- **WORK TASK A**: In the article on state control of immigration, reproduce the passage between "Australian Prime Minister" and "in the future.", inclusive, switching "immigration" for "migration".
- **WORK TASK B**: According to the article on state control of immigration, what must each state and territory government submit along with its annual requirements for skilled migrants?
- **WORK TASK C**: Carry on the article about state control of immigration from its final sentence.
━━━━━ READING PASSAGE
Australian Prime Minister Scott Morrison is prepared to let each state and territory have more control over its annual immigration intake in the future.
Under new proposals, each state and territory government would have to submit their annual requirements for skilled migrants to the federal government each year, along with proof that they have the sufficient infrastructure to support the numbers.
The suggested system would shift the onus for determining the permanent migration intake from the commonwealth government to the states and territories, although the federal government would still determine the overall national intake.
“Because the states plan roads, hospitals and schools, they need to say where they want population growth,” explained Morrison.
It is understood that the proposal is only in the early stages of development, with the cabinet likely to approve the creation of a population taskforce to provide recommendations on this and other policies as part of a broader population plan.
━━━━━━━━━━
━━━━━ SUPPLIED DATA
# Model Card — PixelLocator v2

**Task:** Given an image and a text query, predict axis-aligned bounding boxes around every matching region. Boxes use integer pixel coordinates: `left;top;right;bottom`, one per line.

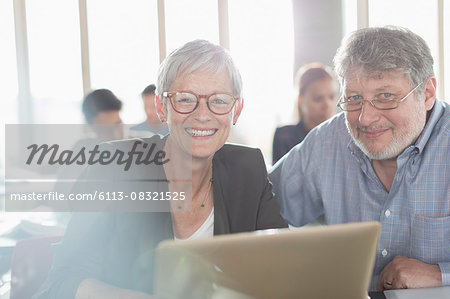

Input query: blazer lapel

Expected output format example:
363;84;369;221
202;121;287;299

213;159;231;235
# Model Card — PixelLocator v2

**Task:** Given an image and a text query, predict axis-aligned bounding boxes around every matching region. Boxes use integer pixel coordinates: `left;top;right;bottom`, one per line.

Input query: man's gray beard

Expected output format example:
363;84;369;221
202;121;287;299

345;102;426;160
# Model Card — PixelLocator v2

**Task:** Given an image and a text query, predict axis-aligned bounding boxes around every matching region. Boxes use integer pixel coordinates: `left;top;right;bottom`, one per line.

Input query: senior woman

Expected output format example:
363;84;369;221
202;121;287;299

36;40;286;299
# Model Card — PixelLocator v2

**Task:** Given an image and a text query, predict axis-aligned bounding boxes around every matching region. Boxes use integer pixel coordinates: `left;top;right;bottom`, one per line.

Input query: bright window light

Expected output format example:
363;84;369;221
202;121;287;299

369;0;439;99
26;0;83;123
229;0;295;163
165;0;219;55
87;0;159;124
0;1;18;173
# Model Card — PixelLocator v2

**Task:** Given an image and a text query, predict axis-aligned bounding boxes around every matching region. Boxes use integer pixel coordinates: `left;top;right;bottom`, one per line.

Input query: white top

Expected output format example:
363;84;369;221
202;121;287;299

174;207;214;241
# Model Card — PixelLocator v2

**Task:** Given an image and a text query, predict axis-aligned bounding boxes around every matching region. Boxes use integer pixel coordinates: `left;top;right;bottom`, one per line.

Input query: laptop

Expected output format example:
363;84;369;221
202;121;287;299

154;222;380;299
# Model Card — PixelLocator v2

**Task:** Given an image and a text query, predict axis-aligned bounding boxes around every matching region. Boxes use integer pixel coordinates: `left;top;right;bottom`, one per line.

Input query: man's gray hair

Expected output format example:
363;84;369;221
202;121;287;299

334;26;434;93
156;39;242;98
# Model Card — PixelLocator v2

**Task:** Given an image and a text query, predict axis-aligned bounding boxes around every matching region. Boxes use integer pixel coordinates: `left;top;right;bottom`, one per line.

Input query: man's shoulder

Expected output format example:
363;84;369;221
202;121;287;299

306;113;351;144
442;102;450;132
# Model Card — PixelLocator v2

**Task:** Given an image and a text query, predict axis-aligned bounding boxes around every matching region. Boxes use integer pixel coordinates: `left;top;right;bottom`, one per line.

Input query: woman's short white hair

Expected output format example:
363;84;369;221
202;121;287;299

156;39;242;99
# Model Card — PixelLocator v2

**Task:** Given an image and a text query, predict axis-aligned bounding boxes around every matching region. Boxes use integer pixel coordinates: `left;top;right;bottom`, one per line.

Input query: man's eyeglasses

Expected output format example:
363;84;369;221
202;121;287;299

163;91;236;115
337;81;425;111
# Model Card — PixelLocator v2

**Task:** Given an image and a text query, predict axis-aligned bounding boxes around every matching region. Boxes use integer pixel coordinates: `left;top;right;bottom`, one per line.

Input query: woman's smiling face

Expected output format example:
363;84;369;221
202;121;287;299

157;71;242;158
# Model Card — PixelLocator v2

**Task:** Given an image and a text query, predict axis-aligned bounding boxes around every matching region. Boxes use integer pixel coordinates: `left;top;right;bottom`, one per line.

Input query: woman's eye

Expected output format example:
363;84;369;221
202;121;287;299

345;95;362;102
211;98;226;105
176;97;195;103
379;92;393;99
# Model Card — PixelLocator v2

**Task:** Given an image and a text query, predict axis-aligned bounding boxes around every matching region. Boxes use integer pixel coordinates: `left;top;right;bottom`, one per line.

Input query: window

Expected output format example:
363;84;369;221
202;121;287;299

87;0;159;124
0;1;18;177
165;0;219;55
229;0;295;161
25;0;83;123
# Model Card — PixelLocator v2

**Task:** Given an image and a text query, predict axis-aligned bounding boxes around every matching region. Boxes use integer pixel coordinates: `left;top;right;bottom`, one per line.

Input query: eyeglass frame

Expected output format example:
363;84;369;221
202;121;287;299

162;91;239;115
336;80;426;112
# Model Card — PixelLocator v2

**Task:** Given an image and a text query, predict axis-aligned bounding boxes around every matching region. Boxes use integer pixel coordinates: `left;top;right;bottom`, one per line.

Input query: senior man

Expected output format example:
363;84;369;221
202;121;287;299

270;26;450;290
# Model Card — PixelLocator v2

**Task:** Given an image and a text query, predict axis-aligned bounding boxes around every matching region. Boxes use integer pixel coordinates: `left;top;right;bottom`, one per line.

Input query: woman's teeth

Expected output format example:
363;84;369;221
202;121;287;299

186;128;216;137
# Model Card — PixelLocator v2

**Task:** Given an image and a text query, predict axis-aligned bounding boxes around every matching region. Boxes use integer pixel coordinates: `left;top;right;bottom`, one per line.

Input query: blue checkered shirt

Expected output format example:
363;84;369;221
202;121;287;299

269;101;450;290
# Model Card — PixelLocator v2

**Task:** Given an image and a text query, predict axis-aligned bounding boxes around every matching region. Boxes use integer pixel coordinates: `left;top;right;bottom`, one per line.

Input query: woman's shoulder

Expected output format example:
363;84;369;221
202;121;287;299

214;143;265;171
214;143;262;158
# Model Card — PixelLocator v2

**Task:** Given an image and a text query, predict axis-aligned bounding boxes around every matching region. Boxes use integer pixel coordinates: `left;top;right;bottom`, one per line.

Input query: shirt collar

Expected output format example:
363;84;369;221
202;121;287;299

414;99;444;153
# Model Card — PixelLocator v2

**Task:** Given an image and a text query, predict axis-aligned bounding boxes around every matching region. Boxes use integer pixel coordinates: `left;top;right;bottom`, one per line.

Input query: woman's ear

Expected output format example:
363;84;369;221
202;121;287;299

233;98;244;125
155;96;167;123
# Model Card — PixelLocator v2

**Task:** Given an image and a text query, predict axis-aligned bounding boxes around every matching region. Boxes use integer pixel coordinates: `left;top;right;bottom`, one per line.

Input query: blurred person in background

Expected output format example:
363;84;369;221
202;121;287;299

272;63;338;164
81;89;123;142
129;84;169;137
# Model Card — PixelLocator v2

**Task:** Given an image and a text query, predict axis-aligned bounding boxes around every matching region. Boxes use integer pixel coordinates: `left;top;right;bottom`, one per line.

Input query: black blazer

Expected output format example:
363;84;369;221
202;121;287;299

34;137;287;299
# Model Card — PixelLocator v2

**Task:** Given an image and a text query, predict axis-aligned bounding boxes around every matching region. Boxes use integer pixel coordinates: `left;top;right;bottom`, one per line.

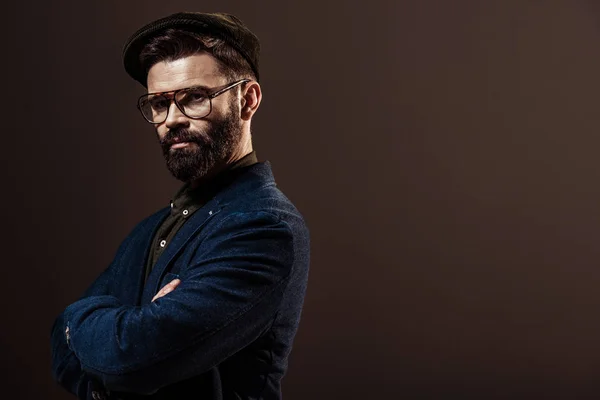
━━━━━━━━━━
- **RESPONSE AREA A**:
Australian Prime Minister Scott Morrison is prepared to let each state and territory have more control over its annual migration intake in the future.

- **RESPONSE AREA B**: Proof that it has sufficient infrastructure to support the numbers.

- **RESPONSE AREA C**:
It has also been suggested that one of these policies will be for migrants to be required to spend five years living in a regional area if they want to achieve permanent residency.
PM Morrison said the push to get migrants out to regional areas could be done by placing conditions on non-permanent visas.
“if you want permanent residency in this country and you’re on a non-permanent visa, and you haven’t been compliant with the terms of your non-permanent residency visa and you go home,” he said.
“This is a blinding piece of common sense, which is: how about states who plan for population growth and the Commonwealth government who sets the migration levels, actually bring this together?” Morrison told Australia’s Sky News.